YOUR GOAL:
Down to the final character, output the records below as they stand.
((
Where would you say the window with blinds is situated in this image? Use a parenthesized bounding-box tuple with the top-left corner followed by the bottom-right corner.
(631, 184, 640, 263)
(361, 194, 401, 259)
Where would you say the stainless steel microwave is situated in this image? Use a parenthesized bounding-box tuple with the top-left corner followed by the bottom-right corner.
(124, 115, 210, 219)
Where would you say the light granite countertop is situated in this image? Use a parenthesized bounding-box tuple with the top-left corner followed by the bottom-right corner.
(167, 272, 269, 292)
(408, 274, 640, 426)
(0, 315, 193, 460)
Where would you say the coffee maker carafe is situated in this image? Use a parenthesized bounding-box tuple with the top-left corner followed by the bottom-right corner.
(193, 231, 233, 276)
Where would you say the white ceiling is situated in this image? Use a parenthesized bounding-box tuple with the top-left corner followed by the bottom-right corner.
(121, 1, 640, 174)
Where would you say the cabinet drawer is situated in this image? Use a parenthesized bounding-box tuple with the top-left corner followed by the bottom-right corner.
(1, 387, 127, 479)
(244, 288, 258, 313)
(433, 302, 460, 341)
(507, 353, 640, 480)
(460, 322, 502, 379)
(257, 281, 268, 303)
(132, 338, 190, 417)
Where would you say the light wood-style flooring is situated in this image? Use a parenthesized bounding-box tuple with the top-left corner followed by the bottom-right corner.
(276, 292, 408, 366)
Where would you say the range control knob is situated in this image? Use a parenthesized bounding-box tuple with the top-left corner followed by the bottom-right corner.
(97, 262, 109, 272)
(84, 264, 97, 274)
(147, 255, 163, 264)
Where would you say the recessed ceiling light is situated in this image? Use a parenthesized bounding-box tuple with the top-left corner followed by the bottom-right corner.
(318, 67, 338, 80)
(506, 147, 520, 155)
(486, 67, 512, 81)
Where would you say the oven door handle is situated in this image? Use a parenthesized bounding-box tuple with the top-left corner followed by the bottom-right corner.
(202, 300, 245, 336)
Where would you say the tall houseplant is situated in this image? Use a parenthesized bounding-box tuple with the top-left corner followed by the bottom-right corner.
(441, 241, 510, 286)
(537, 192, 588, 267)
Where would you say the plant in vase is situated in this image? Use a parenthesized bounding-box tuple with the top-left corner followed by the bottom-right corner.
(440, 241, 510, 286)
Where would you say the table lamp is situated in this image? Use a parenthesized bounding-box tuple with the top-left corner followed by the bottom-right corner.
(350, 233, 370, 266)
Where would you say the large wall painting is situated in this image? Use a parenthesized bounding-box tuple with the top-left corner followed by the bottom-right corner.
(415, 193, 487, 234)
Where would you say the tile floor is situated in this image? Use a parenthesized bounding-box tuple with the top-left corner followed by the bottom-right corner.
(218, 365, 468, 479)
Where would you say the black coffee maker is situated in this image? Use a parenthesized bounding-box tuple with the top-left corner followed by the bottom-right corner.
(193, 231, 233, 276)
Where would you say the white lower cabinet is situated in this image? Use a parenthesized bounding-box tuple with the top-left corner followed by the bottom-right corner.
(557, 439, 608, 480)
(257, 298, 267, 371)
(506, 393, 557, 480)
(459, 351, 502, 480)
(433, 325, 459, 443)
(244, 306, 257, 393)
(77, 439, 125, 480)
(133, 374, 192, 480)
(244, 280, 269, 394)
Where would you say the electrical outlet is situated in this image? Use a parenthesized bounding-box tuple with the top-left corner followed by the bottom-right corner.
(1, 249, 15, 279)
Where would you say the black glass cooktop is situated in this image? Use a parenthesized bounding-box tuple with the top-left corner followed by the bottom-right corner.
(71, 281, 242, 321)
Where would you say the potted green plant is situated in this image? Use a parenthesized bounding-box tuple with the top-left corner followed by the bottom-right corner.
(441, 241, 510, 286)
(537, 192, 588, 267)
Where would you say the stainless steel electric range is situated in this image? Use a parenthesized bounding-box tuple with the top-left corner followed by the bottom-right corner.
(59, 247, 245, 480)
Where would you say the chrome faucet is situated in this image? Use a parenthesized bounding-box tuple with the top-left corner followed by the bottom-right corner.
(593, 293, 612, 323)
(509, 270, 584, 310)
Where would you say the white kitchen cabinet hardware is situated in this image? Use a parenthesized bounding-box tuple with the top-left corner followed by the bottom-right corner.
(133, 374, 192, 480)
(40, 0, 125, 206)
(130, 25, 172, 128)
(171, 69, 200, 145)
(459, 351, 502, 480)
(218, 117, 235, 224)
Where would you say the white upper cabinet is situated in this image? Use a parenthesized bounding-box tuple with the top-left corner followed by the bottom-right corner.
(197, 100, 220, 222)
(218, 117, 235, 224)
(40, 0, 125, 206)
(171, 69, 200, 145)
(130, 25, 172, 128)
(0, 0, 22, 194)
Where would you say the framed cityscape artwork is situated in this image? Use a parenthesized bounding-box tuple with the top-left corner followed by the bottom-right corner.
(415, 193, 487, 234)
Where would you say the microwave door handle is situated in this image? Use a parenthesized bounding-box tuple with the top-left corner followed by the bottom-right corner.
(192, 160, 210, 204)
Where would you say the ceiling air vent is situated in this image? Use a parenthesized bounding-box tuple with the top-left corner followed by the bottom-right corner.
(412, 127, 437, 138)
))
SOLUTION TO THIS TASK:
Where would you say the window with blinds is situated in this image? Use a parenthesized bounding-box tuple with the top-left corner followed by the bottom-right corner.
(631, 184, 640, 263)
(361, 194, 401, 259)
Where would you say the stainless steel microwave is situated in this image? Use a parenthesized bounding-box tuple with the top-left corner followed by the bottom-right corner.
(124, 115, 210, 219)
Where would you say the light granite countertop is situated in this image? Use a parenthesized bounding-box tuple with the top-left corner followed by the bottom-right corner.
(167, 272, 269, 292)
(408, 274, 640, 426)
(0, 315, 193, 460)
Where would you say the coffee maker carafe is situated in this image? Use a parenthesized bounding-box tuple with the top-left corner followed by the bottom-right corner.
(193, 231, 233, 276)
Where would you say the white ceiling is situated in this image? Use a parenthesized bounding-box tuple with the top-left corner followed by the bottom-right corner.
(121, 1, 640, 174)
Where would you say the cabinet drawer is situated in this image? Use a parenthesized bounding-box tuple with the top-left corner followed by the bottom-right corner.
(1, 387, 127, 479)
(244, 288, 258, 313)
(433, 302, 460, 341)
(507, 353, 640, 480)
(460, 322, 502, 379)
(257, 281, 268, 303)
(132, 338, 190, 417)
Where would you say the light wood-style flooring is situated in this image? Use a parenthesized bounding-box tuple with the top-left corner followed by the bottom-right corner.
(276, 292, 408, 366)
Where would you say the range control knob is situated in this image? Use a parenthesized bounding-box tuple with the top-left corner followed by the bottom-right corner.
(97, 262, 109, 272)
(84, 264, 97, 274)
(147, 255, 163, 264)
Where would you say the recessed ceiling light is situated in this image? Use a parenthesized bounding-box tuple with the top-left corner followed by the bottom-right corner.
(318, 67, 338, 80)
(506, 147, 520, 155)
(486, 67, 512, 81)
Where would you say the oven door handle is situated in this image? Use a parenthesized bounding-box tuple with the top-left corner followed by the bottom-right corner.
(202, 300, 245, 336)
Where would you say the tall houseplant is situated in this image? Use a parenthesized bounding-box tuple with the top-left corner followed by the bottom-right corner.
(441, 241, 510, 286)
(537, 192, 588, 267)
Where would you say the plant in vase is situated in this image? Use a parenthesized bounding-box tuple with the top-left corner followed by the bottom-right corner.
(440, 241, 510, 286)
Where would you say the table lamp is situated in this image? Use a parenthesized bounding-box tuple with the top-left corner followed by the bottom-right corner.
(350, 233, 370, 266)
Where would you say the large wall painting is situated in this image? Use a parenthesized bounding-box tuple with the top-left corner followed by the bottom-right corner.
(415, 193, 487, 234)
Where would you say the tile floor is situated in this image? Use a parenthesized bounding-box tuple with the top-left corner followed by the bottom-right corner.
(218, 365, 468, 479)
Where would you say the black coffee maker is situated in this image? Use a parenthesized bounding-box tuple with the top-left corner followed by the bottom-right corner.
(193, 231, 233, 276)
Where would you say the white lower cabinet is situated in this image? Use a parenthesized bounding-box tuple with the top-left corner followed by the bottom-right corner.
(557, 439, 608, 480)
(257, 298, 267, 371)
(506, 393, 557, 480)
(459, 351, 502, 480)
(433, 325, 459, 443)
(244, 306, 257, 393)
(77, 439, 125, 480)
(133, 374, 192, 480)
(244, 280, 269, 394)
Where would you say the electrical outlet is situated in this image? Use a parenthesized bounding-box tuple with the top-left corner followed by the bottom-right corner.
(1, 249, 15, 279)
Where would you say the black glass cooktop is situated in this image? Use a parenthesized bounding-box tuple with the top-left corner followed by the bottom-right corner.
(71, 281, 242, 321)
Where would you say the potted green plant is situated in this image? Use a parenthesized bounding-box tuple with the top-left corner followed by the bottom-right corner.
(441, 241, 510, 286)
(537, 192, 588, 267)
Where would you say the stainless steel electric range is situated in this image? Use a parenthesized bounding-box tuple with the top-left corner followed by the bottom-right corner.
(59, 247, 245, 480)
Where would you say the chrome faucet is situated in this image? Use a parenthesized bounding-box tuple with the top-left corner followed by the bottom-right corner.
(593, 293, 612, 323)
(509, 270, 584, 310)
Where would you say the white kitchen cabinet hardware is situated in this image? Use a parenthesized bounding-box tuple with the top-left corner followed by the bottom-right corner.
(133, 374, 192, 480)
(40, 0, 125, 206)
(130, 25, 172, 128)
(171, 69, 200, 145)
(459, 351, 502, 480)
(218, 117, 235, 224)
Where would you say the white upper cabinet is situated in this image? Use a parenthesized bounding-box tuple with the top-left corner followed by the bottom-right corner.
(197, 100, 220, 222)
(218, 117, 235, 224)
(40, 0, 125, 206)
(171, 69, 200, 145)
(130, 25, 172, 128)
(0, 0, 22, 194)
Where would you say the framed cityscape artwork is situated in this image? Use a parenthesized bounding-box tuple with the top-left corner followed by the bottom-right corner.
(415, 193, 487, 234)
Where would you say the microwave door handle is situated in this image? Use a parenthesized bounding-box tuple with the top-left corner followed by the bottom-right corner.
(192, 160, 210, 204)
Where would you say the ceiling air vent is situated in this image? Use a parenthesized bounding-box tuple with the top-left corner followed by the bottom-right corner.
(412, 127, 437, 138)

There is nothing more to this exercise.